PROBLEM DESCRIPTION: All that is wanted is a word-for-word retyping of the lines from the one containing "Objective — for the crowd" through the end of the material below.

DATA FOR THIS TASK:
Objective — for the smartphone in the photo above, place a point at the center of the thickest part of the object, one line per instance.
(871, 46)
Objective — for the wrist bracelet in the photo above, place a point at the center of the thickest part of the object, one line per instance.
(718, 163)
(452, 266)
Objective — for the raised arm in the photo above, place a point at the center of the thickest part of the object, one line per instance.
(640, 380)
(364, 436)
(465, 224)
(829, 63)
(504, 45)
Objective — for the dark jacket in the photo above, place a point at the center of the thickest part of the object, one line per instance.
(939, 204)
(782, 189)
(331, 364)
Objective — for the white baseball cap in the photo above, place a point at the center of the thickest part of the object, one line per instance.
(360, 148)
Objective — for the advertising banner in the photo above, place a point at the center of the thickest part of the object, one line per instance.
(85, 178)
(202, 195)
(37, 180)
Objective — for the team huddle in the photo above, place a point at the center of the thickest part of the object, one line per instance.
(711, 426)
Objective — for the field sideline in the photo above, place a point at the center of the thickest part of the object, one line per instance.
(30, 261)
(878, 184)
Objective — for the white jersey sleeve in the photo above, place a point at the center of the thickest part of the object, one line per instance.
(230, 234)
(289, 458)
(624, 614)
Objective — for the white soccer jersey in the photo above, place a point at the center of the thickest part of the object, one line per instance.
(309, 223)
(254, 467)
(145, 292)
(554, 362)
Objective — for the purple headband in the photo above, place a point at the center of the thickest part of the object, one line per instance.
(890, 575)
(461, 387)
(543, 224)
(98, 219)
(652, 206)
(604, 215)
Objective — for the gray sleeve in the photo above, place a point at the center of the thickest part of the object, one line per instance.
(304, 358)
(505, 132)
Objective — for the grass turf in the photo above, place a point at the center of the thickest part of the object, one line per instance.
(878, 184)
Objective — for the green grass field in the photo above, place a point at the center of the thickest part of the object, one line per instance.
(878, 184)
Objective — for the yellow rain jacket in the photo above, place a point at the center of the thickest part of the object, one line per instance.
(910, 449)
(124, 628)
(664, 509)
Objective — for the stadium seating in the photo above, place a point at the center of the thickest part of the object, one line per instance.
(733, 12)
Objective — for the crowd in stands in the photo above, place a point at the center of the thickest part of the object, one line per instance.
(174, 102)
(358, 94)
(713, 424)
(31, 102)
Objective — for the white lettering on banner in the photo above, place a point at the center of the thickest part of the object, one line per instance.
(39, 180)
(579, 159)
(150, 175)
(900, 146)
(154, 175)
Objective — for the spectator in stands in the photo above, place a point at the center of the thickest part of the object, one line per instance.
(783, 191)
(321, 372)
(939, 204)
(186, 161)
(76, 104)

RESPONSE AREA:
Objective — for the crowd in stands in the photo above, place a point at the center of the thickest part of the object, one line per instance.
(174, 102)
(358, 94)
(713, 424)
(31, 102)
Objective — for the white lettering on banner in the photo above, place a point at the center of the thickest part of the object, one line per instance.
(39, 180)
(579, 159)
(150, 175)
(900, 146)
(154, 175)
Objective — for the spectator in stands in the photo above, place a point at the center of the thickest part of the object, one line per instance.
(783, 191)
(321, 372)
(939, 204)
(186, 161)
(76, 104)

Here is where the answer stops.